:: Teks yang Diberikan ::
---*---

Para ulama ibarat bintang yang menjadi lambang di peta alam. Atau ibarat rembulan di langit, yang cahayanya menerangi alam di waktu malam. Dengan sinarnya, alam menjadi terang dan indah. Jika bulan dan bintang tidak muncul, gelaplah alam sehingga apapun tidak terlihat.
Demikian pula para ulama, menerangi umat dengan ilmu di saat dunia dalam kegelapan jahiliyah. Jika tidak ada ulama, kehidupan manusia sama persis dengan kehidupan binatang, atau bahkan lebih parah lagi.
Lewat tangan merekalah manusia mendapat petunjuk. Merekalah yang menjelaskan kepada umat jalan hidayah, dan bagaimana cara agar bisa istiqamah di jalan tersebut. Lewat ilmu merekalah, umat menjadi paham tentang jalan-jalan yang menyimpang dan bagiamana cara menjauhinya. Mereka ibarat hujan yang turun di tanah gersang yang menumbuhkan berbagai tanaman yang bermanfaat.
Ulama yang shalih serta komitmen terhadap diinnya adalah pewaris para nabi. Merekalah yang akan mengarahkan dan menuntun umat dari kegelapan menuju Islam. Merekalah lentera-lentera kehidupan ini.
Sebagaimana Nabi SAW bersabda:
إِنَّ الْعُلَمَاءَ وَرَثَةُ الأَنْبِيَاءِ , إِنَّ الأَنْبِيَاءَ لَمْ يُوَرِّثُوا دِينَارًا وَلا دِرْهَمًا , إِنَّمَا وَرَّثُوا الْعِلْمَ , فَمَنْ أَخَذَهُ أَخَذَ بِحَظٍّ وَافِرٍ
“Sesungguhnya para ulama itu adalah pewaris para nabi. Dan sesungguhnya para Nabi tidak mewariskan dinar dan dirham. Mereka hanya mewariskan ilmu. Maka sesiapa yang mengambilnya, berarti dia telah mengambil bagian yang sempurna”. (HR. Tirmizi dan Ibnu Majah).

---*---

:: Bahan yang Diberikan ::
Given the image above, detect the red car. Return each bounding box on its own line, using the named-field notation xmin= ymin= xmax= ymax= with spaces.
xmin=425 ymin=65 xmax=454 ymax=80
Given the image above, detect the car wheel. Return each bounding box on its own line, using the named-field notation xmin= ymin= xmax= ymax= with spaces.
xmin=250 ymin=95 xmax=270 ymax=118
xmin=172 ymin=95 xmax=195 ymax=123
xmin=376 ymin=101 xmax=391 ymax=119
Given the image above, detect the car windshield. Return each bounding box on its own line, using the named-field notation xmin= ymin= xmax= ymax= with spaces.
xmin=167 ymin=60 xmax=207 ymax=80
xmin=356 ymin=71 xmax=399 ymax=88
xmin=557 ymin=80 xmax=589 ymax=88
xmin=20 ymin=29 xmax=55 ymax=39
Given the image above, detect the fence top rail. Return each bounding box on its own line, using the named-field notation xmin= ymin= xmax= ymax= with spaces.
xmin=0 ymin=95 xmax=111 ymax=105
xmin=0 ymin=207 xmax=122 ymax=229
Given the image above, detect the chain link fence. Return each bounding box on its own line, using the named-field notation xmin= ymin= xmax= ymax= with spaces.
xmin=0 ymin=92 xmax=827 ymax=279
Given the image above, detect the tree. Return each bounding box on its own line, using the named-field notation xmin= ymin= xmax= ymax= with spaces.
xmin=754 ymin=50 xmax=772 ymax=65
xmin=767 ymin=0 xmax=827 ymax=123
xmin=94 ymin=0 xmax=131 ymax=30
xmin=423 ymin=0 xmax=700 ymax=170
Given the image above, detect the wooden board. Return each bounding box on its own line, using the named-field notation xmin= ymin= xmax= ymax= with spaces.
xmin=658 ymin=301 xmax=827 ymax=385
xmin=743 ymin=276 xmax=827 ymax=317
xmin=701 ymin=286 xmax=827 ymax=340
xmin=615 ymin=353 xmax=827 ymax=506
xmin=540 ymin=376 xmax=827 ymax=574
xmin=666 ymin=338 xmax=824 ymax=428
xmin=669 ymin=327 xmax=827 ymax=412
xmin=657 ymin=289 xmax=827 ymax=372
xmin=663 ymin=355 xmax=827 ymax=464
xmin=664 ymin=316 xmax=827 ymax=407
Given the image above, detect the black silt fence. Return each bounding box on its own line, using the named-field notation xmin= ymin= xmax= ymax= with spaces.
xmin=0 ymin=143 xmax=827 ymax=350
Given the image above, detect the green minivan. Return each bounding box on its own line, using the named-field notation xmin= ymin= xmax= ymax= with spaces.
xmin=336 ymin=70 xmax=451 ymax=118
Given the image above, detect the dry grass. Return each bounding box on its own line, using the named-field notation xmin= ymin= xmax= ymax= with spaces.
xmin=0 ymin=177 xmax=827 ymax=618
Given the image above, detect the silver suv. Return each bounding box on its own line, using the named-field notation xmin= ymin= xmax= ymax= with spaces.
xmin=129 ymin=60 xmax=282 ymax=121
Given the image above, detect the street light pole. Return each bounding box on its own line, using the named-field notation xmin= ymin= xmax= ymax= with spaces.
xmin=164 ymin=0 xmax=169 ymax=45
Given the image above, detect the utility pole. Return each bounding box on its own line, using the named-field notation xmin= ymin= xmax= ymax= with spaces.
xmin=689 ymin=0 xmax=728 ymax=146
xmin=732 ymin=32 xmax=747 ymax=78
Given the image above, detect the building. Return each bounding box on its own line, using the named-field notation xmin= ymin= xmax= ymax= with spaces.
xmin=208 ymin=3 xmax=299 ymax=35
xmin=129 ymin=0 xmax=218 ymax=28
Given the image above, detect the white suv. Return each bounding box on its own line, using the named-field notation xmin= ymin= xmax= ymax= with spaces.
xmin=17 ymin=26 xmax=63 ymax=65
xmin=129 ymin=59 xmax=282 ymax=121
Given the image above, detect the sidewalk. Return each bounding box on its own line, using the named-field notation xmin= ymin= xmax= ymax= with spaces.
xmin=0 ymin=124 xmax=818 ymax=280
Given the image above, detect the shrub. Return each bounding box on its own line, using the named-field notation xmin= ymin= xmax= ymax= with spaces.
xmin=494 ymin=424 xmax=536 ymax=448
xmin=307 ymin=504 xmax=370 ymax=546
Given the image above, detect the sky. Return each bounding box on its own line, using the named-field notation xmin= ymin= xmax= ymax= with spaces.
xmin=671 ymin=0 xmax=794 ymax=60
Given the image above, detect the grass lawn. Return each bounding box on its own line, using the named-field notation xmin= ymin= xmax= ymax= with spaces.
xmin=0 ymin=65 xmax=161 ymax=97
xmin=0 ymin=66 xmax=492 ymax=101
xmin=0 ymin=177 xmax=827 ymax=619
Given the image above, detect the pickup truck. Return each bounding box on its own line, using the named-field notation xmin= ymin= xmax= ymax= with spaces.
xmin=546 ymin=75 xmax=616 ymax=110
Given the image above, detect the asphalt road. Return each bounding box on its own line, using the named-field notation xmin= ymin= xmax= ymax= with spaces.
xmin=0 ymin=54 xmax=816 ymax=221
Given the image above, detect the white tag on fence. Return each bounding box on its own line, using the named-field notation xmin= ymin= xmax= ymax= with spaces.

---*---

Buat ringkasan dua kalimat dari teks tentang ulama di atas.

:: Jawaban Tugas ::
Seperti bulan dan bintang yang menerangi alam, para ulama menerangi umat dengan ilmu, menjelaskan jalan hidayah, dan membuat umat paham tentang jalan-jalan yang menyimpang serta cara menjauhinya. Ulama yang shalih adalah pewaris para nabi, sebagaimana sabda Nabi SAW bahwa para nabi tidak mewariskan dinar dan dirham, melainkan hanya mewariskan ilmu.